--- WORK TO BE COMPLETED ---
From the first line to the last, reproduce the records exactly as they appear below.

--- DATA IN THIS EXERCISE ---
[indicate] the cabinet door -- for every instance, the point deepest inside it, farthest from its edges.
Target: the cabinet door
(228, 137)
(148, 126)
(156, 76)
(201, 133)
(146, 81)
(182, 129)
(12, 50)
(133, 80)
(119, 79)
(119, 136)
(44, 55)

--- EXPECTED ANSWER ---
[indicate] the cabinet door -- for every instance, the point deepest inside it, farthest from its edges.
Target: the cabinet door
(228, 137)
(148, 126)
(156, 76)
(201, 133)
(146, 81)
(182, 129)
(12, 50)
(133, 80)
(119, 79)
(119, 136)
(44, 55)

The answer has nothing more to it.